── Record set ──
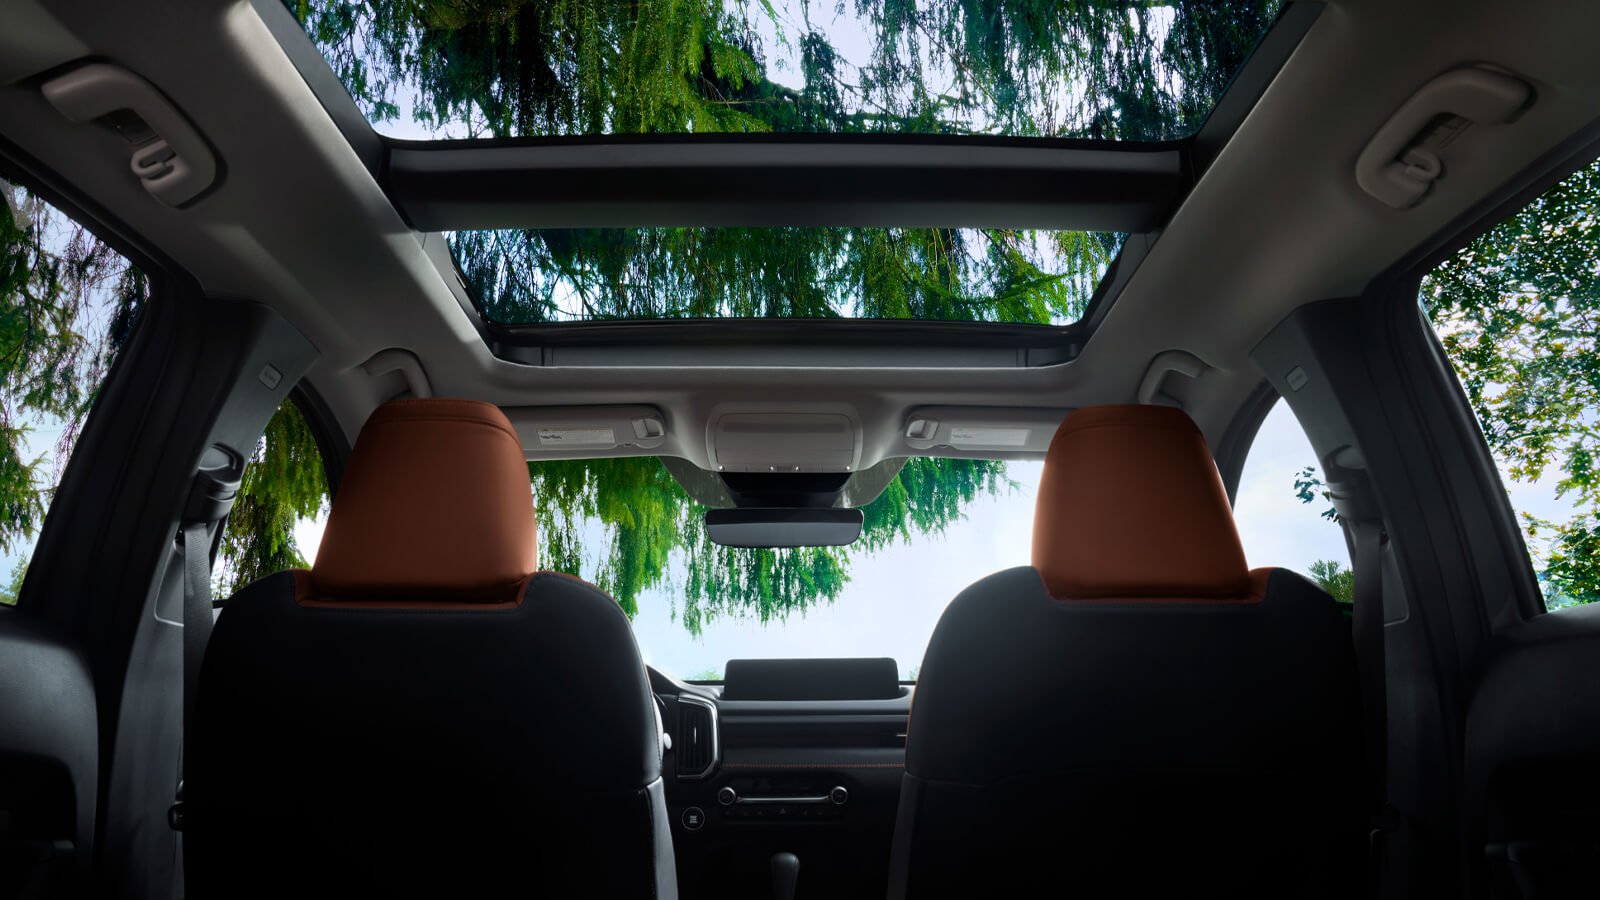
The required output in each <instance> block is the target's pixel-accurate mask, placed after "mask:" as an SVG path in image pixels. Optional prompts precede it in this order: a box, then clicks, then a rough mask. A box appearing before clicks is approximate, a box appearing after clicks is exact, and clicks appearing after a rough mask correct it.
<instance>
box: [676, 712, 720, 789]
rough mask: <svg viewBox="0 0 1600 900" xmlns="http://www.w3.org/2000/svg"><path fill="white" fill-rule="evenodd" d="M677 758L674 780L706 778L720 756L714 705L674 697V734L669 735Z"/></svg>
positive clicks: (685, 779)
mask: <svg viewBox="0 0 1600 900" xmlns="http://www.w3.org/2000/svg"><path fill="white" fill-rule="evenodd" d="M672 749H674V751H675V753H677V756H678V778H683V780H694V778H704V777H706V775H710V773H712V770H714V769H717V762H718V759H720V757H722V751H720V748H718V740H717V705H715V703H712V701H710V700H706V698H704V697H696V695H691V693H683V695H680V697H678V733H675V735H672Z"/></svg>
───
── Record set ──
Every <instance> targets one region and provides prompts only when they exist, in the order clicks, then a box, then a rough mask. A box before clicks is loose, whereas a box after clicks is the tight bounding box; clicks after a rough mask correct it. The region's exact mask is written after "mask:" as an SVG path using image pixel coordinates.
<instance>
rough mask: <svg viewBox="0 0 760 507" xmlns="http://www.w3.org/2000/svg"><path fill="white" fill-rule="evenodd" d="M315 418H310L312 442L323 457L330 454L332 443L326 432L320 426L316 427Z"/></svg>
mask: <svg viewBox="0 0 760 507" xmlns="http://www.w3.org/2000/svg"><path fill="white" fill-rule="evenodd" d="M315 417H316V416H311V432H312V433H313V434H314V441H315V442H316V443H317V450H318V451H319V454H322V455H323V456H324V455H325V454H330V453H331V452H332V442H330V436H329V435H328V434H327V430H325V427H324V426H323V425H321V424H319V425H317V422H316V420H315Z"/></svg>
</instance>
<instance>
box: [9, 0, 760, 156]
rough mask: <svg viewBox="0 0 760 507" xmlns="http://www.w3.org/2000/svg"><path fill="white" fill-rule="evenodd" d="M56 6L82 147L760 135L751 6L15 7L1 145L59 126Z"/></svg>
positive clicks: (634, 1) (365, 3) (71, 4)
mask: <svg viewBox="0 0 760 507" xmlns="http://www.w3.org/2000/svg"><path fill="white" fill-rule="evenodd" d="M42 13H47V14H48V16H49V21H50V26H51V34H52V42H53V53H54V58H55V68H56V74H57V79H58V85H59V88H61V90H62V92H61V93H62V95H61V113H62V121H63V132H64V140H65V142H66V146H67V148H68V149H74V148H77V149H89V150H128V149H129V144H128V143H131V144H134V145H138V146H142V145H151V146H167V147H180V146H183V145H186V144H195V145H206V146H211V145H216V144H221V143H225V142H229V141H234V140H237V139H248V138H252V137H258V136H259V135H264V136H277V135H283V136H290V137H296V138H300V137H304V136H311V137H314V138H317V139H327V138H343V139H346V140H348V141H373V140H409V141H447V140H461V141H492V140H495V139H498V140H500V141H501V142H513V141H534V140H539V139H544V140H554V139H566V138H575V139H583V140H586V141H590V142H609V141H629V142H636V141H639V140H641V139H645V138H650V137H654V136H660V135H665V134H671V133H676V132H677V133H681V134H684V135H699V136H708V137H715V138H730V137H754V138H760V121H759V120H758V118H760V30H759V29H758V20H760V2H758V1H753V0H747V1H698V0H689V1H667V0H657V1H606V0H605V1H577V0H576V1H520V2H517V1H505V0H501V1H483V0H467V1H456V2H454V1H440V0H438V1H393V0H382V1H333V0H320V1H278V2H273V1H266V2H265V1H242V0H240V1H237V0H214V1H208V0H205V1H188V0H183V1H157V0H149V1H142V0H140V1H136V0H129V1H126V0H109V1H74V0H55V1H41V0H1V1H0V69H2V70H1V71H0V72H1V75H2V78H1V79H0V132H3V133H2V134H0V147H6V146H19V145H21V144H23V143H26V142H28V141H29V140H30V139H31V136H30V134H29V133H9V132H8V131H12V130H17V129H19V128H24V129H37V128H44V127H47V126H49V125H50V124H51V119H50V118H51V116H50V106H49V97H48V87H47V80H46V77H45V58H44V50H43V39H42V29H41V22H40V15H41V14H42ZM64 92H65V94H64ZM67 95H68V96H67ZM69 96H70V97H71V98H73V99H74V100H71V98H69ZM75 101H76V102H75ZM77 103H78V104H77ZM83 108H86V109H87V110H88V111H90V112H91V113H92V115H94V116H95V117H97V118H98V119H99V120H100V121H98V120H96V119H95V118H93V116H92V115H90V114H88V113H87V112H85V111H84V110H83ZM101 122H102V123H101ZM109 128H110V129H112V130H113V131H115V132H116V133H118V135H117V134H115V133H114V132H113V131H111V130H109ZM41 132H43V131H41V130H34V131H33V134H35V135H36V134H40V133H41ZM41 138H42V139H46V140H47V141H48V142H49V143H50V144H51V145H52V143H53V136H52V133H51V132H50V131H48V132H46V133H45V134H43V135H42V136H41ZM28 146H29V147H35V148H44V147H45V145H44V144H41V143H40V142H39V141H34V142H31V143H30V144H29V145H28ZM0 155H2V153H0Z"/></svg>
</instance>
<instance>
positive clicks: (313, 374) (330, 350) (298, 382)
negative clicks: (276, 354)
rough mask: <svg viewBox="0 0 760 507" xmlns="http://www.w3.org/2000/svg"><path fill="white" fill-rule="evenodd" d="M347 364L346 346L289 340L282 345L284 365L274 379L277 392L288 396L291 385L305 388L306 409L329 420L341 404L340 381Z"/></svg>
───
── Record set ──
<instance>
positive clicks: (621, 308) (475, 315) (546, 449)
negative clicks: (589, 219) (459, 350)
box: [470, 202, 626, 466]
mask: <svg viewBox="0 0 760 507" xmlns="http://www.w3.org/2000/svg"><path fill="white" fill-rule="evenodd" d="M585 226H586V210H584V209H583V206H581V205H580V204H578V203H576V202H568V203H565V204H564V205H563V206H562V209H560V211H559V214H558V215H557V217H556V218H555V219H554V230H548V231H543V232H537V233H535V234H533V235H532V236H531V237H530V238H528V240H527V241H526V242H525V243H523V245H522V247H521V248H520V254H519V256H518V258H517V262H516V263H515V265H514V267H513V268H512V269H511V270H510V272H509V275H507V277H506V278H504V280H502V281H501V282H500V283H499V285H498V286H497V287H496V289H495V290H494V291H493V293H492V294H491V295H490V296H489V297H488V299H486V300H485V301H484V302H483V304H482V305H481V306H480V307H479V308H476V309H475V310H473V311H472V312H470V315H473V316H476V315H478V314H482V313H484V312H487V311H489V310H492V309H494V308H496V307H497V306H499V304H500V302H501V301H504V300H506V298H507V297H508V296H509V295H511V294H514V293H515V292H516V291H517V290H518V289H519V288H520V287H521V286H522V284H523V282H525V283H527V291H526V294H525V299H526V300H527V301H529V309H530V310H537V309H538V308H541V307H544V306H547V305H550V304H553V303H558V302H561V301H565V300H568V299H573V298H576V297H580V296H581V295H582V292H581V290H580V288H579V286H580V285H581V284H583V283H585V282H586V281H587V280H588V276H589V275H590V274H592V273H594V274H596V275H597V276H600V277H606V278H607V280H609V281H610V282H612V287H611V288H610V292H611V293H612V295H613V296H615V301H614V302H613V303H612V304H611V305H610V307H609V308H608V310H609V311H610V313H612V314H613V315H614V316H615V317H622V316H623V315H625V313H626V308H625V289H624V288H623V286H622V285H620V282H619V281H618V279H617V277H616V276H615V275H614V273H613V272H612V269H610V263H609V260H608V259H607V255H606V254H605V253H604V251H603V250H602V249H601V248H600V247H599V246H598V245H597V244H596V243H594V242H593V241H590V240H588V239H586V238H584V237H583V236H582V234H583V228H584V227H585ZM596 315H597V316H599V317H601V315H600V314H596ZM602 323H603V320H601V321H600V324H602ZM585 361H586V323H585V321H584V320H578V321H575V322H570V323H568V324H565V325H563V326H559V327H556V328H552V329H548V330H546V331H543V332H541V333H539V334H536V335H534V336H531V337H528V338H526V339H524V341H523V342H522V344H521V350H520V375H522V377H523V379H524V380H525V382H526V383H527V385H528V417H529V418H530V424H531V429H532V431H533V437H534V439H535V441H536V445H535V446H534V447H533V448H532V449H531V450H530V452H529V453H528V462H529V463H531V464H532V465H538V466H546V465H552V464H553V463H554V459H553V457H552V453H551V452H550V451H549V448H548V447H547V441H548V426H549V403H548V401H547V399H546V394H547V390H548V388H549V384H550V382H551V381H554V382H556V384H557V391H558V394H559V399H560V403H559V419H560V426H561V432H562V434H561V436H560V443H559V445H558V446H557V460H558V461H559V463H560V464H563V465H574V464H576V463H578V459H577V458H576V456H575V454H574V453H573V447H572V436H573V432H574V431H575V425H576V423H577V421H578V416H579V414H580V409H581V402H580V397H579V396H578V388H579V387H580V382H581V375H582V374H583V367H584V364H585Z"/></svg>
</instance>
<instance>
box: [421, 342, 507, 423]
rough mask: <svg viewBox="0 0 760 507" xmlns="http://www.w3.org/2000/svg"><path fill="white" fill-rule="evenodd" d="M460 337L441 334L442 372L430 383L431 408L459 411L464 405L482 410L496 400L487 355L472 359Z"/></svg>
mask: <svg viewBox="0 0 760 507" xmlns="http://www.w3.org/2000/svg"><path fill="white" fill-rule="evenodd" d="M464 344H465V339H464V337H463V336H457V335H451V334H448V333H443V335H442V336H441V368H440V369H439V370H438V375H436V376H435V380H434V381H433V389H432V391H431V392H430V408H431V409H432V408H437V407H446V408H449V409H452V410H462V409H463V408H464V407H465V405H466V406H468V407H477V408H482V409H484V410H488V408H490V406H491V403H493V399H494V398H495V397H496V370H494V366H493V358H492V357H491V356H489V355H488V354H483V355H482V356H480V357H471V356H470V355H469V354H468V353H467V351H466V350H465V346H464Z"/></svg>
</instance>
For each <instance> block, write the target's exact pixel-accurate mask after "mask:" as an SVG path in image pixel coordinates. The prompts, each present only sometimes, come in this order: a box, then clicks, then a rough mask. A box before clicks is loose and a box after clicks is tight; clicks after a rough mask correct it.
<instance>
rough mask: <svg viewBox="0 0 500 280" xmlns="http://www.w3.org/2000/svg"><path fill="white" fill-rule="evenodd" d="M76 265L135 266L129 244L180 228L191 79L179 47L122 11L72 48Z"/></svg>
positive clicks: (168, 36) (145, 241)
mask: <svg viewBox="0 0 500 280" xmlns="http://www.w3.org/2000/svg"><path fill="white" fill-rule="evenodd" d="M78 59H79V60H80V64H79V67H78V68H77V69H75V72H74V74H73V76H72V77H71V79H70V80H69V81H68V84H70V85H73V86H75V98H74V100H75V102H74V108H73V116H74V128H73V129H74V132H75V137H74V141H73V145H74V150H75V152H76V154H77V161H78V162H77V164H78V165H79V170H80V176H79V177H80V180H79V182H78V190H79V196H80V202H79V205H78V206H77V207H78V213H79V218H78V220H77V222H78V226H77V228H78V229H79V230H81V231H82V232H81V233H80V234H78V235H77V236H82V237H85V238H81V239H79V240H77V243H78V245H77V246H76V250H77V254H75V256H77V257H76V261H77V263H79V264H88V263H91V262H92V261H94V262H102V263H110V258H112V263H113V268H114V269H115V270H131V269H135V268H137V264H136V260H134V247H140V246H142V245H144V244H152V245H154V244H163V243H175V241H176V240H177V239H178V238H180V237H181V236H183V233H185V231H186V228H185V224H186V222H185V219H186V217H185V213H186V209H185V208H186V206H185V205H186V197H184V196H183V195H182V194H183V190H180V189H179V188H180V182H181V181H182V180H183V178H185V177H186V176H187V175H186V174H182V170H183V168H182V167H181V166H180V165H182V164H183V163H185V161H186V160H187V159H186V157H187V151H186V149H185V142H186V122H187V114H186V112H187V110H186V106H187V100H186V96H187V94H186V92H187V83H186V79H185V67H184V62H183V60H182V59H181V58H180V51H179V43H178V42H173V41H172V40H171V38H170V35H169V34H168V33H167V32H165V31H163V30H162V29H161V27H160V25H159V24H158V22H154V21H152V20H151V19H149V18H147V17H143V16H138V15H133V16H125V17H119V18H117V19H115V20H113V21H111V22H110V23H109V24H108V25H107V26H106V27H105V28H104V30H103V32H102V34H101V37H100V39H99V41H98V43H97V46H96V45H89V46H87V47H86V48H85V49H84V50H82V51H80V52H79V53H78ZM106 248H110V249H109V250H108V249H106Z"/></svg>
───
- [Problem to work on]: Using the records above, copy all lines that include the word "each".

- [Response to the exercise]:
The required output in each <instance> block is the target's pixel-accurate mask, placed after "mask:" as an SVG path in image pixels. Optional prompts precede it in this order: a box, then clicks, then a rough mask. A box appearing before clicks is approximate, a box appearing after clicks is exact, and clicks appearing after a rough mask correct it.
For each <instance> block, write the target's exact pixel-accurate mask after "mask:" as an SVG path in image pixel coordinates. The prompts, each present only sometimes, come in this order: a box, then clicks, then a rough mask. A box before clicks is loose and a box after clicks is tight; clicks after a rough mask correct it.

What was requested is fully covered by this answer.